# Problem description:
Would you transcribe only the lines from the one holding "Locate the gray" through the end of the material, exactly, without any pictures?

# Record set:
-=-=-=-=-

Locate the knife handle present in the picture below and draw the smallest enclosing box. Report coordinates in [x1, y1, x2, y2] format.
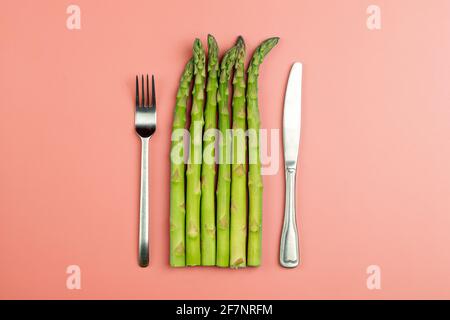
[280, 167, 300, 268]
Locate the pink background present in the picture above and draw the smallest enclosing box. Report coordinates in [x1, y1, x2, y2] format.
[1, 0, 450, 299]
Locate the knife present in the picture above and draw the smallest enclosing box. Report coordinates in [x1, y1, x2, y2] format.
[280, 62, 302, 268]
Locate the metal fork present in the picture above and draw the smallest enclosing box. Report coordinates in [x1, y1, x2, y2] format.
[135, 74, 156, 267]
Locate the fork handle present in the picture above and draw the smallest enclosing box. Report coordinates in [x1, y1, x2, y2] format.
[280, 167, 300, 268]
[138, 137, 149, 267]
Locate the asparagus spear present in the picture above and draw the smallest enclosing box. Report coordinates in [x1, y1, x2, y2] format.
[170, 58, 194, 267]
[200, 35, 219, 266]
[229, 37, 247, 268]
[186, 39, 206, 266]
[216, 44, 238, 267]
[246, 37, 279, 267]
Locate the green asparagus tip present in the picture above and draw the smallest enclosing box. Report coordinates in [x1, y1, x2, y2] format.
[248, 37, 279, 71]
[193, 38, 205, 75]
[236, 36, 245, 49]
[258, 37, 279, 55]
[235, 37, 246, 62]
[221, 46, 238, 69]
[194, 38, 201, 46]
[207, 34, 216, 44]
[219, 46, 238, 83]
[208, 34, 219, 68]
[185, 57, 194, 73]
[265, 37, 280, 47]
[193, 38, 204, 55]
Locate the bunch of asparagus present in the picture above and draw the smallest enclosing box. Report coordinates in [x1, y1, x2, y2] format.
[170, 35, 279, 268]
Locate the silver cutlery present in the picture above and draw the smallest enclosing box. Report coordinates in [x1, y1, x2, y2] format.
[135, 74, 156, 267]
[280, 62, 302, 268]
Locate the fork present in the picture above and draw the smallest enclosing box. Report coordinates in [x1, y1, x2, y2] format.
[135, 74, 156, 267]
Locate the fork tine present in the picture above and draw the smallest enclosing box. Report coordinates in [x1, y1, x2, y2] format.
[135, 75, 139, 108]
[141, 75, 145, 108]
[146, 74, 150, 108]
[151, 75, 156, 108]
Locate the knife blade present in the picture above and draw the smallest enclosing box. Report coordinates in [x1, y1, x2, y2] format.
[280, 62, 302, 268]
[283, 62, 302, 169]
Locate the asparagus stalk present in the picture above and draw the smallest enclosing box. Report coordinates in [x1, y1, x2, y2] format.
[201, 35, 219, 266]
[170, 58, 194, 267]
[229, 37, 247, 268]
[186, 39, 206, 266]
[216, 44, 239, 267]
[246, 37, 279, 267]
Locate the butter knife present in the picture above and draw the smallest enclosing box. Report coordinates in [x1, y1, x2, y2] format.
[280, 62, 302, 268]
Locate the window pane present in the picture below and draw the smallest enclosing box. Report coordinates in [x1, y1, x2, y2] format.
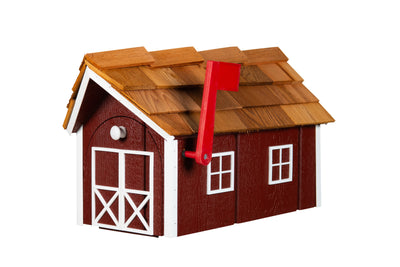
[210, 174, 220, 191]
[221, 155, 231, 171]
[281, 164, 290, 180]
[272, 165, 280, 181]
[281, 148, 290, 163]
[211, 156, 220, 173]
[221, 173, 232, 189]
[272, 149, 280, 164]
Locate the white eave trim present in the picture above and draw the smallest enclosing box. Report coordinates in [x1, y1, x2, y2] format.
[66, 66, 174, 141]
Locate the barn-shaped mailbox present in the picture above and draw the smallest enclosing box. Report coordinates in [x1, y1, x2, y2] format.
[63, 46, 334, 237]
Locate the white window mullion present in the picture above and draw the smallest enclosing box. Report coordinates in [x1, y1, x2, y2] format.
[219, 155, 222, 190]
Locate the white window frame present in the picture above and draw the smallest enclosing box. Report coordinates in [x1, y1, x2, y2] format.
[207, 151, 235, 195]
[268, 144, 293, 185]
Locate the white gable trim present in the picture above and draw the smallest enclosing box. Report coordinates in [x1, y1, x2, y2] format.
[66, 66, 174, 141]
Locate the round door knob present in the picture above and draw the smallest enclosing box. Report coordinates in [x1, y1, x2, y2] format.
[110, 126, 127, 140]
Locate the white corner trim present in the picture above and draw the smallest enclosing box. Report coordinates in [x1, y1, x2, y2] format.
[164, 139, 178, 237]
[316, 125, 321, 207]
[66, 66, 174, 141]
[76, 126, 83, 225]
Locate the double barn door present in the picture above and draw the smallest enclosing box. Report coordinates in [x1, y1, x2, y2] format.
[91, 147, 154, 235]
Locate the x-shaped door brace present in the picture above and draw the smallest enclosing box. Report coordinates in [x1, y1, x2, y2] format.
[124, 192, 150, 231]
[94, 187, 150, 231]
[94, 188, 119, 226]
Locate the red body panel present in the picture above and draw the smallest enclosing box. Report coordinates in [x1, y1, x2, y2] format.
[236, 128, 300, 223]
[298, 126, 316, 209]
[178, 135, 236, 236]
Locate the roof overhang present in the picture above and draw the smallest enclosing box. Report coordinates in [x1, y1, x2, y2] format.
[65, 66, 175, 141]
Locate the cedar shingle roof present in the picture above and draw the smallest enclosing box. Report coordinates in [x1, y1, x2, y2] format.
[64, 46, 334, 136]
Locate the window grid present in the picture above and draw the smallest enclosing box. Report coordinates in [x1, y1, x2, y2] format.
[268, 144, 293, 185]
[207, 151, 235, 195]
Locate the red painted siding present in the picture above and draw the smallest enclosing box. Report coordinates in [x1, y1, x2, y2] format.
[178, 135, 236, 236]
[298, 126, 316, 209]
[82, 85, 164, 236]
[236, 128, 299, 223]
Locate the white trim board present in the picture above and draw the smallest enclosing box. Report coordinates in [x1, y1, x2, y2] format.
[66, 66, 174, 141]
[316, 125, 321, 207]
[76, 126, 83, 225]
[164, 139, 178, 237]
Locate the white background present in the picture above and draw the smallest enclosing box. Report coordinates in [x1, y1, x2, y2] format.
[1, 1, 399, 266]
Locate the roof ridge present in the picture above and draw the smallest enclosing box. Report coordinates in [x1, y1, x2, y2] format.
[149, 47, 204, 68]
[84, 46, 155, 70]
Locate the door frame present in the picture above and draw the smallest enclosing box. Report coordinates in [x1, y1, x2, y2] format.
[91, 146, 154, 235]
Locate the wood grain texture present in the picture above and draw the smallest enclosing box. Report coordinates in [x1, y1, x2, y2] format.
[104, 67, 157, 90]
[140, 67, 185, 88]
[229, 85, 282, 107]
[199, 47, 248, 63]
[178, 135, 236, 236]
[125, 89, 201, 114]
[150, 47, 204, 68]
[185, 86, 242, 111]
[63, 98, 75, 129]
[85, 47, 155, 69]
[243, 47, 288, 65]
[258, 63, 293, 84]
[239, 65, 273, 85]
[281, 103, 335, 125]
[85, 61, 125, 90]
[238, 106, 296, 130]
[236, 128, 299, 223]
[298, 126, 316, 210]
[64, 46, 334, 137]
[278, 62, 304, 82]
[171, 65, 206, 85]
[149, 113, 195, 136]
[291, 83, 319, 102]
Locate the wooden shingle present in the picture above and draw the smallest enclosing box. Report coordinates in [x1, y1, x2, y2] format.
[139, 67, 186, 88]
[199, 47, 248, 64]
[85, 47, 155, 70]
[104, 67, 157, 90]
[281, 103, 334, 125]
[243, 47, 288, 65]
[258, 63, 292, 84]
[239, 65, 273, 85]
[125, 89, 201, 114]
[150, 47, 204, 68]
[229, 85, 282, 107]
[171, 65, 206, 86]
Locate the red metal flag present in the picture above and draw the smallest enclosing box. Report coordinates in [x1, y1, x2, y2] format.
[184, 61, 241, 165]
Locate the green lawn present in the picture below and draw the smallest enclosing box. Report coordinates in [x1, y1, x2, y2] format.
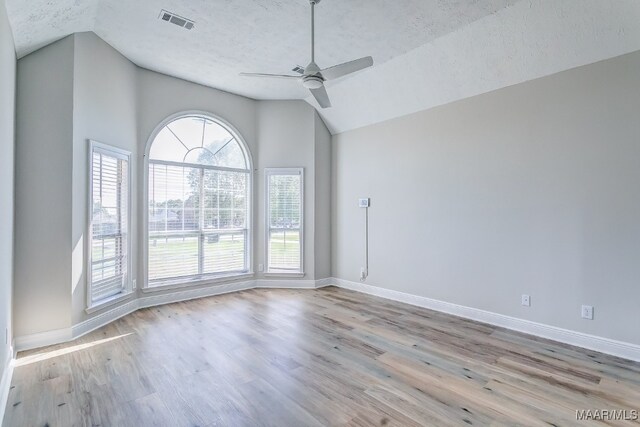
[94, 230, 302, 281]
[148, 234, 245, 279]
[268, 230, 301, 270]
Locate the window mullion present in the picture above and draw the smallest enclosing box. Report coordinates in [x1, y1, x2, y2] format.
[181, 167, 186, 234]
[198, 167, 205, 275]
[164, 165, 168, 234]
[116, 158, 123, 283]
[100, 154, 105, 284]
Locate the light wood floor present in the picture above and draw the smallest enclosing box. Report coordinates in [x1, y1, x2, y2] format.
[3, 287, 640, 426]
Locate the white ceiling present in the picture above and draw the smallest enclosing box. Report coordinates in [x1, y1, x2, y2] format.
[7, 0, 517, 99]
[6, 0, 640, 134]
[310, 0, 640, 133]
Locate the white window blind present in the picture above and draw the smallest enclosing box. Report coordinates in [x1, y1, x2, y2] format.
[90, 143, 130, 305]
[147, 115, 251, 287]
[148, 164, 249, 283]
[266, 168, 303, 274]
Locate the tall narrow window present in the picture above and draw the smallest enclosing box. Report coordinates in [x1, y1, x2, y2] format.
[147, 114, 252, 287]
[266, 168, 303, 275]
[89, 141, 131, 306]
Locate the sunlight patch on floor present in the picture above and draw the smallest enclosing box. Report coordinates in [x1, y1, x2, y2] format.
[15, 333, 133, 367]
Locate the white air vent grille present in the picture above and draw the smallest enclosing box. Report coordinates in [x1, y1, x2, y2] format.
[159, 10, 195, 30]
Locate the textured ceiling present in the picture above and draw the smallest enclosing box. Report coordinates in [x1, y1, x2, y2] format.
[7, 0, 517, 100]
[310, 0, 640, 133]
[5, 0, 640, 134]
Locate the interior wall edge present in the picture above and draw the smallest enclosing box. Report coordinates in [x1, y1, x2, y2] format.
[331, 277, 640, 363]
[0, 341, 13, 426]
[330, 49, 640, 349]
[0, 0, 17, 413]
[16, 35, 326, 336]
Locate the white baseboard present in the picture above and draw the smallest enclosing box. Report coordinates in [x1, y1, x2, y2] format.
[255, 279, 327, 289]
[13, 277, 639, 363]
[78, 281, 258, 340]
[0, 343, 14, 426]
[13, 327, 72, 352]
[331, 278, 640, 362]
[314, 277, 334, 288]
[13, 278, 321, 353]
[138, 279, 255, 309]
[72, 298, 139, 340]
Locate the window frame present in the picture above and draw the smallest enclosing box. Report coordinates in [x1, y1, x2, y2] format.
[87, 140, 133, 311]
[264, 167, 305, 277]
[143, 111, 254, 291]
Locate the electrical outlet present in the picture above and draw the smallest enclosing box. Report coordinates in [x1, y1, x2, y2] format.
[581, 305, 594, 320]
[358, 198, 370, 208]
[258, 264, 264, 272]
[132, 279, 137, 290]
[521, 294, 531, 307]
[360, 267, 367, 280]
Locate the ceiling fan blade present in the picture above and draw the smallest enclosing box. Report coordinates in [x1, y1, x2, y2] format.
[309, 86, 331, 109]
[321, 56, 373, 81]
[239, 72, 300, 79]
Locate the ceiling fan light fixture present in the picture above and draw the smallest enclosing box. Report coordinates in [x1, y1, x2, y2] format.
[302, 76, 324, 89]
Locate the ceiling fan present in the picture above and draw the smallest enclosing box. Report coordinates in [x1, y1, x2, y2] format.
[239, 0, 373, 108]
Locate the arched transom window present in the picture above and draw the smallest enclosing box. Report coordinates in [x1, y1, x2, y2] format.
[147, 114, 251, 287]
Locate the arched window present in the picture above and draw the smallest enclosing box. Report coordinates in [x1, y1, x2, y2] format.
[146, 113, 251, 287]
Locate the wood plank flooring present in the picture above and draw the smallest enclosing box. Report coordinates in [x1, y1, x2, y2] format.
[3, 286, 640, 426]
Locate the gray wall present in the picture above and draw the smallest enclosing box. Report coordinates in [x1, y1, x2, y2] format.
[0, 0, 16, 377]
[71, 32, 138, 324]
[14, 36, 75, 337]
[256, 100, 316, 278]
[314, 113, 331, 279]
[137, 85, 332, 283]
[13, 33, 331, 340]
[135, 68, 259, 295]
[136, 68, 258, 157]
[332, 51, 640, 345]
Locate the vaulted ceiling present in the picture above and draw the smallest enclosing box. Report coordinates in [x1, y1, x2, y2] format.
[6, 0, 640, 134]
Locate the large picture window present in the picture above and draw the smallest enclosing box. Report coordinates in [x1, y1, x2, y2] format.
[147, 114, 251, 287]
[89, 141, 131, 306]
[265, 168, 303, 275]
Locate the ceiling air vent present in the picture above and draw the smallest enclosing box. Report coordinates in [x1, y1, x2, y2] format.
[159, 10, 195, 30]
[292, 65, 305, 74]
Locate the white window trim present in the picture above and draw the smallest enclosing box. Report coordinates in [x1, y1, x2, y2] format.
[85, 291, 134, 314]
[264, 167, 304, 276]
[87, 140, 133, 312]
[142, 111, 255, 291]
[140, 272, 255, 293]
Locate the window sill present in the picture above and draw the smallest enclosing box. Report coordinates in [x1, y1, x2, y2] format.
[141, 272, 255, 293]
[86, 290, 135, 314]
[263, 272, 305, 278]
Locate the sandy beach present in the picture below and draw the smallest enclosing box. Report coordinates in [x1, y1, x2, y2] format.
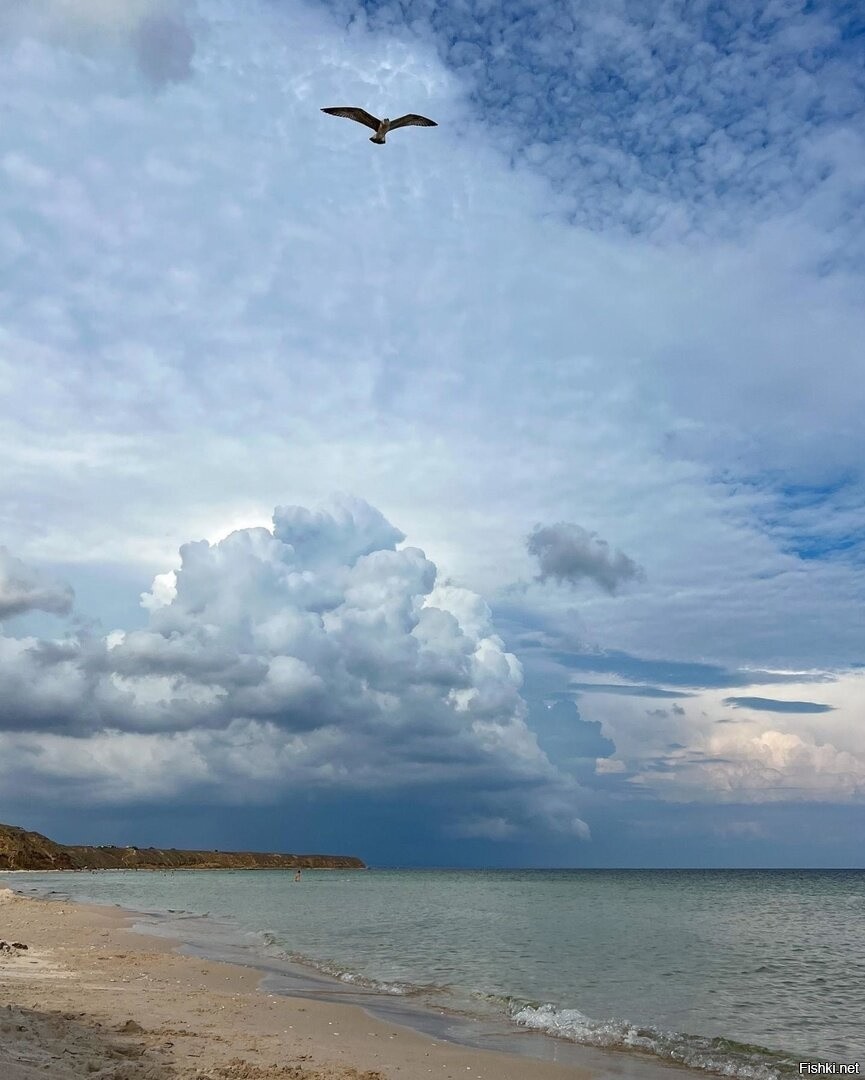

-=-=-=-=-

# Result:
Locate the gray wall present in the picture above and draw the smallest enclosing box. Report coordinates in [x1, y1, x2, y2] format.
[0, 0, 16, 377]
[71, 32, 138, 324]
[14, 36, 75, 337]
[256, 100, 316, 278]
[314, 113, 331, 279]
[137, 85, 332, 283]
[13, 33, 331, 340]
[135, 68, 259, 295]
[136, 68, 258, 157]
[332, 51, 640, 345]
Locate the vaulted ceiling present in the picture above and draw the smallest enclosing box. Report coordinates in [x1, y1, x2, y2] format.
[6, 0, 640, 134]
Locate the large picture window present in the picture above and draw the smallest enclosing box. Report coordinates in [x1, y1, x2, y2] format.
[147, 114, 251, 287]
[89, 141, 131, 306]
[265, 168, 303, 275]
Locate the ceiling air vent present in the picture above and draw the smallest enclosing box. Report coordinates in [x1, y1, x2, y2] format.
[159, 10, 195, 30]
[292, 65, 305, 74]
Locate the white window trim present in the picture above and draw the smallest enclosing box. Report coordinates in [x1, y1, x2, y2] format.
[85, 291, 134, 314]
[264, 167, 304, 276]
[87, 140, 133, 312]
[142, 111, 255, 291]
[140, 272, 255, 293]
Locate the window sill present in the picture above and draw the smallest enclosing box. Report coordinates in [x1, y1, x2, y2] format.
[141, 272, 255, 293]
[86, 290, 135, 314]
[263, 272, 305, 278]
Locate the sandy beach present in the picture below and draw the smallest enclosing box. Report coordinates in [x1, y1, x2, y2] format.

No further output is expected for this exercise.